THE TASK.
Repeat each entry exactly; omit all pictures.

LISTED RECORDS.

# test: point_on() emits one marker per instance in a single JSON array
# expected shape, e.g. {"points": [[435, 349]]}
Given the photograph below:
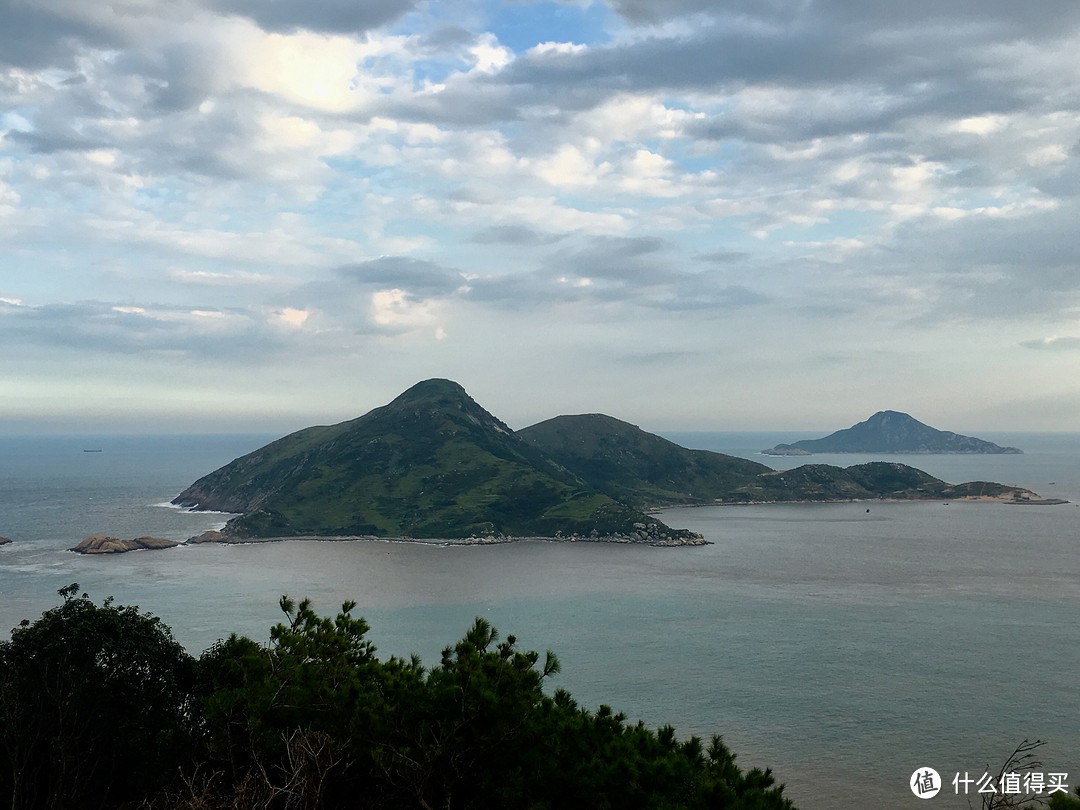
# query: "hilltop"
{"points": [[891, 431], [433, 463], [635, 467]]}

PROBLEM SOLUTION.
# test: point_on() emits one marker per instance in a single JSON array
# expected shape, e.g. {"points": [[435, 349]]}
Given the photograph below:
# query: "hilltop"
{"points": [[891, 431], [433, 463], [635, 467]]}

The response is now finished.